* **Requirement**
Retype each of the following records without any changes.

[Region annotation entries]
·····
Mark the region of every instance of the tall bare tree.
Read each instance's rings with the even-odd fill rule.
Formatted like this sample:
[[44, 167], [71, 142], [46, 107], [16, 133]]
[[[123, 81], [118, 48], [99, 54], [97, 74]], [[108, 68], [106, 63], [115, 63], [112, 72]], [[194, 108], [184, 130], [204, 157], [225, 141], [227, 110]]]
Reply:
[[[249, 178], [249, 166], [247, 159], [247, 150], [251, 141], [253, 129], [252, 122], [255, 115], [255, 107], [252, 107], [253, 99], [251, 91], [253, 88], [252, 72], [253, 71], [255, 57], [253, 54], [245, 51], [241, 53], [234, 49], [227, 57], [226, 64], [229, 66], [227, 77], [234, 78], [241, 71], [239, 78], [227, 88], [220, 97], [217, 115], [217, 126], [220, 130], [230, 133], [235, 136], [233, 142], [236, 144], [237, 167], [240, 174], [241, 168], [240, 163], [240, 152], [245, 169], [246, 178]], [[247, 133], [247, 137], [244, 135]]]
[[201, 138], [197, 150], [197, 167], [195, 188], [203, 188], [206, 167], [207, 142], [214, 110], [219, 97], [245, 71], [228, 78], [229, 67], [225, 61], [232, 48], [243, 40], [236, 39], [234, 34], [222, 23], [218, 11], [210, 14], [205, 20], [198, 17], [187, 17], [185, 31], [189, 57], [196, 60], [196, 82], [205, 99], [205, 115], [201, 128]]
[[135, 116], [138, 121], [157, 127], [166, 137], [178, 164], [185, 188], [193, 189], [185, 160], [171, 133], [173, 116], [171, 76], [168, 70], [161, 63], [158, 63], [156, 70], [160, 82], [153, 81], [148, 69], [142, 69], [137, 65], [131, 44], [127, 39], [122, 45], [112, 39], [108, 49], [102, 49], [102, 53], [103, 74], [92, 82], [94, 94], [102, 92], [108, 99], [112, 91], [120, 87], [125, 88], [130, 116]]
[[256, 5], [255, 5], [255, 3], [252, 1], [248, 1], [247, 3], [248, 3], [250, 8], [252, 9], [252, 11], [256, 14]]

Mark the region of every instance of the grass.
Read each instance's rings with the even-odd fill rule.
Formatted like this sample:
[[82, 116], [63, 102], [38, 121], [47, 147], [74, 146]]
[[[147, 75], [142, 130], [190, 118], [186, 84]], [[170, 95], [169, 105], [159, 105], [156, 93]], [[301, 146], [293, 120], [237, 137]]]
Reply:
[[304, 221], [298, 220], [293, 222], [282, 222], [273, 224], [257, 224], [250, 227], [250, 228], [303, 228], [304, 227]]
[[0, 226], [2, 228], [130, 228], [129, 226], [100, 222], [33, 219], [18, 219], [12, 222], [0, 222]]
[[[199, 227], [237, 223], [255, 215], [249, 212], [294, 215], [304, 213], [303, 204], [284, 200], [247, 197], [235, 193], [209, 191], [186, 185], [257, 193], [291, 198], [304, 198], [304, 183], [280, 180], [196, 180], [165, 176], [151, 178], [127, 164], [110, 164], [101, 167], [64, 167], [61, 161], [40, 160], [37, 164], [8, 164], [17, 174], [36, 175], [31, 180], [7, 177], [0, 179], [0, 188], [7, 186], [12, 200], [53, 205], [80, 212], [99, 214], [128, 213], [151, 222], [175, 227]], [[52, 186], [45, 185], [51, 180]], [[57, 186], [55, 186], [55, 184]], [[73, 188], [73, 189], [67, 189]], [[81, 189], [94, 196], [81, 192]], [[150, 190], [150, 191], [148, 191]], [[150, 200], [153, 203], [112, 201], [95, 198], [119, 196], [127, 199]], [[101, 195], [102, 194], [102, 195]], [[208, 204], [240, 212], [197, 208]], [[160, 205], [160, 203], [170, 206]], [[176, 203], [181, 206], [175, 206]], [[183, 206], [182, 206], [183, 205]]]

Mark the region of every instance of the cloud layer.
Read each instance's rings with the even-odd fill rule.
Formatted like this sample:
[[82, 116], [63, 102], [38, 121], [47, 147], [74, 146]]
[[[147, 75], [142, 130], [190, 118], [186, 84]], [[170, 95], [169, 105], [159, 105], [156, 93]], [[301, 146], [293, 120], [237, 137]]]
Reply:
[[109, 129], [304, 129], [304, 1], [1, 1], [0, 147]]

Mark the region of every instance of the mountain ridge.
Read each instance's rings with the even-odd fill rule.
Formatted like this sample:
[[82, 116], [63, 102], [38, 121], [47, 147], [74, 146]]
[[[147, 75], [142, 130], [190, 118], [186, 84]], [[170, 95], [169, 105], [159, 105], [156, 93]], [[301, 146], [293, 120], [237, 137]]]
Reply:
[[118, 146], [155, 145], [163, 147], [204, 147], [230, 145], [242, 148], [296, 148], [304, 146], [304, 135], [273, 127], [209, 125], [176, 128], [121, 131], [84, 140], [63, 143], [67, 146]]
·····
* **Reply**
Mark the region of every instance of the tall bare tree.
Read each instance's rings with the even-odd fill rule.
Formatted like this sample:
[[44, 167], [71, 142], [46, 107], [16, 133]]
[[[123, 81], [118, 48], [99, 54], [97, 74]], [[108, 68], [106, 63], [115, 63], [112, 72]], [[194, 108], [184, 130], [204, 157], [225, 141], [227, 110]]]
Reply:
[[[249, 178], [249, 166], [247, 159], [247, 150], [251, 141], [253, 129], [252, 122], [255, 115], [255, 107], [252, 107], [253, 99], [251, 91], [253, 88], [252, 72], [253, 71], [255, 57], [253, 54], [245, 51], [241, 53], [234, 49], [227, 57], [226, 64], [229, 66], [227, 77], [234, 78], [241, 71], [239, 78], [227, 88], [220, 97], [217, 115], [217, 126], [220, 130], [230, 133], [235, 136], [233, 142], [236, 144], [237, 167], [240, 174], [241, 168], [240, 163], [240, 152], [245, 169], [246, 178]], [[247, 133], [247, 137], [244, 135]]]
[[201, 138], [197, 150], [197, 167], [195, 188], [203, 188], [206, 167], [207, 142], [214, 110], [219, 97], [245, 71], [228, 78], [229, 67], [225, 61], [232, 48], [243, 40], [236, 39], [234, 34], [222, 23], [218, 11], [210, 14], [205, 20], [198, 17], [187, 17], [185, 31], [189, 57], [196, 60], [196, 82], [205, 99], [205, 115], [201, 128]]
[[135, 116], [138, 121], [157, 127], [166, 137], [178, 164], [185, 188], [193, 189], [185, 160], [171, 133], [173, 116], [171, 76], [168, 70], [161, 63], [158, 63], [156, 70], [160, 82], [153, 81], [148, 69], [142, 69], [137, 65], [131, 44], [127, 39], [122, 45], [112, 39], [108, 49], [102, 49], [102, 53], [103, 74], [92, 82], [94, 94], [102, 92], [108, 99], [112, 91], [120, 87], [125, 88], [130, 116]]
[[256, 5], [255, 5], [255, 3], [252, 1], [248, 1], [247, 3], [248, 3], [250, 8], [252, 9], [252, 11], [256, 14]]

Mark the region of every instance of the grass.
Read each instance's rings with the even-odd fill rule.
Formatted like this sample:
[[82, 116], [63, 102], [38, 121], [47, 147], [74, 146]]
[[[147, 75], [142, 130], [190, 118], [186, 84]], [[170, 95], [169, 105], [159, 105], [156, 93]], [[301, 146], [293, 120], [237, 137]]]
Reply:
[[304, 221], [298, 220], [293, 222], [282, 222], [273, 224], [257, 224], [250, 227], [250, 228], [303, 228], [304, 227]]
[[0, 226], [2, 228], [130, 228], [129, 226], [100, 222], [33, 219], [18, 219], [12, 222], [0, 222]]
[[[199, 227], [237, 223], [255, 215], [249, 212], [294, 215], [304, 213], [303, 204], [284, 200], [247, 197], [235, 193], [209, 191], [186, 185], [257, 193], [291, 198], [304, 198], [304, 183], [280, 180], [196, 180], [165, 176], [151, 178], [127, 164], [110, 164], [101, 167], [64, 167], [61, 161], [40, 160], [37, 164], [8, 164], [17, 174], [36, 175], [31, 180], [7, 177], [0, 179], [0, 188], [7, 186], [12, 200], [53, 205], [80, 212], [99, 214], [128, 213], [151, 222], [175, 227]], [[52, 186], [45, 185], [51, 180]], [[57, 186], [55, 186], [55, 184]], [[73, 188], [73, 189], [67, 189]], [[81, 189], [94, 196], [81, 192]], [[150, 190], [150, 191], [148, 191]], [[150, 200], [153, 203], [112, 201], [95, 198], [119, 196], [127, 199]], [[101, 195], [102, 194], [102, 195]], [[208, 204], [240, 212], [197, 208]], [[160, 205], [160, 203], [170, 206]], [[176, 203], [181, 206], [175, 206]], [[183, 206], [182, 206], [183, 205]]]

Mark the region of every instance of the cloud layer.
Read each instance's rings with the even-odd fill rule.
Formatted like this sample:
[[82, 116], [63, 102], [38, 121], [47, 147], [74, 146]]
[[[147, 75], [142, 130], [190, 118], [186, 84]], [[170, 95], [169, 105], [159, 105], [156, 93]], [[301, 146], [293, 120], [237, 137]]]
Reply:
[[109, 129], [304, 129], [304, 1], [1, 1], [0, 147]]

Mark the region of every instance of the mountain ridge.
Read each instance's rings with the even-odd fill rule.
Formatted like this sample:
[[82, 116], [63, 102], [38, 121], [47, 147], [74, 146]]
[[[147, 75], [142, 130], [190, 118], [186, 84]], [[170, 95], [169, 105], [159, 105], [156, 93]], [[301, 146], [293, 120], [237, 137]]]
Reply:
[[118, 146], [155, 145], [163, 147], [204, 147], [230, 145], [242, 148], [296, 148], [304, 146], [304, 135], [273, 127], [209, 125], [176, 128], [121, 131], [84, 140], [63, 143], [67, 146]]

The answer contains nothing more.